◆ Directive:
Set out every line of the records as a Markdown table with the columns "No." and "Line", numbering each row and omitting blank lines.

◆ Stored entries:
#####

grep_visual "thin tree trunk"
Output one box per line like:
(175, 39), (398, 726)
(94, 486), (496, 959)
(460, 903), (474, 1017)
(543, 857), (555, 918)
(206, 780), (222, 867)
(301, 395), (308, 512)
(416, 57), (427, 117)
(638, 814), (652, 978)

#####

◆ Task solution:
| No. | Line |
|---|---|
| 1 | grep_visual "thin tree trunk" |
| 2 | Output one box per line like: |
| 3 | (175, 39), (398, 726) |
| 4 | (94, 486), (496, 959) |
| 5 | (460, 903), (474, 1017) |
| 6 | (543, 857), (555, 918) |
| 7 | (206, 780), (222, 867) |
| 8 | (301, 395), (308, 512) |
| 9 | (416, 57), (427, 117) |
| 10 | (638, 814), (652, 978) |